Task requirements:
Below this task are records; return each one exactly and omit its images.

[Input records Boundary: Start]

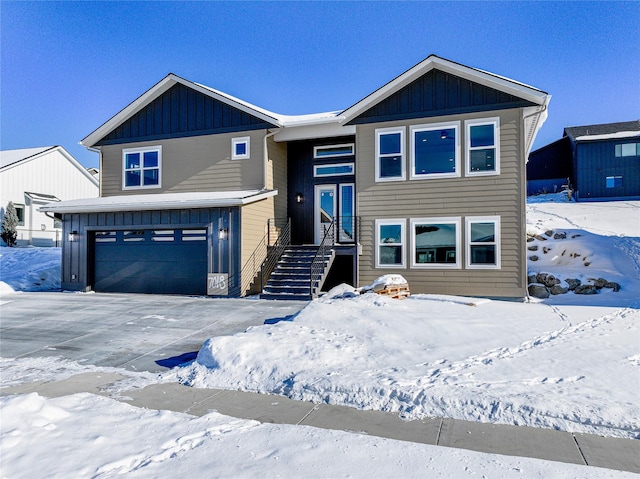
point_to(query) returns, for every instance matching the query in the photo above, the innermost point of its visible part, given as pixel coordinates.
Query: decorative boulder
(612, 285)
(573, 283)
(557, 289)
(538, 291)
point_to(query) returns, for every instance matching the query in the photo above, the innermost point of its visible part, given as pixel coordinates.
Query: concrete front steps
(291, 279)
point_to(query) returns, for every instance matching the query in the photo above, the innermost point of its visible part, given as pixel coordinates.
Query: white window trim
(430, 127)
(483, 219)
(394, 221)
(456, 220)
(386, 131)
(322, 175)
(341, 145)
(236, 141)
(141, 150)
(495, 121)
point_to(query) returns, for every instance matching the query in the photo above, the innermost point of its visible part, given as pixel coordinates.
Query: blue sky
(67, 67)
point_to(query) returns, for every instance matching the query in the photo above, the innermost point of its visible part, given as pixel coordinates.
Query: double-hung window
(435, 243)
(483, 146)
(241, 148)
(390, 154)
(483, 242)
(141, 167)
(390, 243)
(435, 150)
(627, 149)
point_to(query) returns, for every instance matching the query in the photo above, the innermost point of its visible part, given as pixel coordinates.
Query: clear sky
(67, 67)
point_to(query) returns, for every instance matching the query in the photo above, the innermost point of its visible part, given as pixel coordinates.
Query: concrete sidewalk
(585, 449)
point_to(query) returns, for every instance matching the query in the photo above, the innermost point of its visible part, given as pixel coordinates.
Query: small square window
(141, 167)
(435, 243)
(483, 242)
(435, 151)
(240, 148)
(390, 154)
(483, 147)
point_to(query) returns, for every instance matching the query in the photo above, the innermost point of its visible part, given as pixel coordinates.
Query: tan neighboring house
(34, 177)
(204, 193)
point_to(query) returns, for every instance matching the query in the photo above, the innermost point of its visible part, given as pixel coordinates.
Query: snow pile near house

[Input records Boundary: End]

Exercise result:
point_to(query) returns, for every instance matching the query in the photo above, the innermost point of its visible part, given as pixel coordinates.
Query: decorative boulder
(612, 285)
(573, 283)
(557, 289)
(538, 291)
point_to(query) returns, for every instance matching the query in the photo above, the innermost point of its visible part, given as pixel coordinates.
Query: concrete front steps
(291, 279)
point_to(query) returns, for every instance matching the query in the photo above, the innermost point of its visible part, given as pixel coordinates.
Query: white window trim
(430, 127)
(483, 219)
(394, 221)
(456, 220)
(386, 131)
(322, 175)
(341, 145)
(236, 141)
(141, 150)
(495, 121)
point_to(query) returns, for every instance matching the query in the photo above, the innermost point of its visible part, given as pixel coordinates.
Query: blue sky
(67, 67)
point_to(query) returns, for every instance matching the query in the photo above, the innermost point of its visible part, given as pixel coordinates.
Query: double-hung window
(435, 243)
(483, 146)
(241, 148)
(390, 154)
(483, 242)
(141, 167)
(390, 243)
(435, 150)
(627, 149)
point_to(query) returns, for every instance matching the query in the photo above, the innermost point of its visible part, given as pixel coordinates.
Query: clear sky
(67, 67)
point_to(query) returns, for every instance matching the query in the photo above, the innermost point of its visible part, given as pixel coordinates.
Query: concrete sidewalk
(585, 449)
point_to(query) returns, for every instance matching the query in the photo above, the innermost point of its visible part, given as pixel coordinates.
Query: small square window
(141, 167)
(435, 243)
(483, 242)
(435, 151)
(240, 148)
(390, 154)
(483, 147)
point_to(query) returns, for every instance matching the query in the photo above, the innermost point of its visible part, given as pixel coordinates.
Query: tan neighboring house
(34, 177)
(204, 193)
point_to(query) returns, for every instance matching the query in the photo above, the innermost point of its visible part, given as pixel coordinates.
Query: snow pile near house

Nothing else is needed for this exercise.